◆ **Written instruction**: Which lines in the material below contain the word "query"? Copy each of them in full.

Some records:

◇ ◇ ◇

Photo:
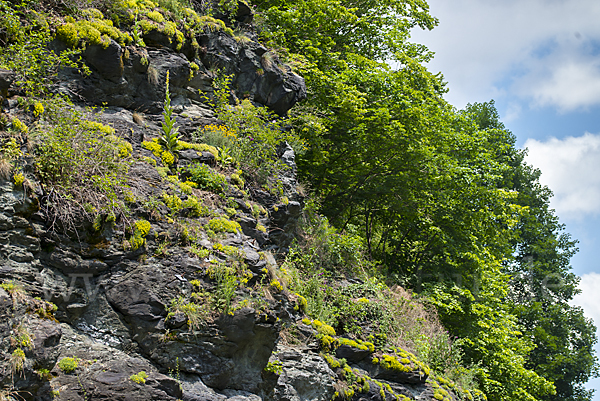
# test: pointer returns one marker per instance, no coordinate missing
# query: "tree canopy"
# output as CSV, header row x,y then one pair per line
x,y
442,197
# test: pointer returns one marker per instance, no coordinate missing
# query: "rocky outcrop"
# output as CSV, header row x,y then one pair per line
x,y
134,77
90,317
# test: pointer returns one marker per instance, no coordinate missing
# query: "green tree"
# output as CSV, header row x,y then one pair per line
x,y
542,283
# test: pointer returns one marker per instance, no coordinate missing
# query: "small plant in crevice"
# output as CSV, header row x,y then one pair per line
x,y
17,361
68,364
139,378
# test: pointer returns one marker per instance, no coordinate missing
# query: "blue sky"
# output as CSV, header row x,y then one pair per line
x,y
540,61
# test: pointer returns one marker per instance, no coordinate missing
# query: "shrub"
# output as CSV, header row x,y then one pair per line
x,y
206,178
197,209
139,378
252,133
222,224
80,164
17,361
197,314
25,38
141,228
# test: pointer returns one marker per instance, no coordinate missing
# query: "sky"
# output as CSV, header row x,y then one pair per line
x,y
540,61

◇ ◇ ◇

◆ **Exercise answer**:
# query: "tree canopy"
# query: "rocky outcrop"
# query: "green tree"
# query: "small plant in crevice"
# query: "blue sky"
# query: "shrub"
# query: "sky"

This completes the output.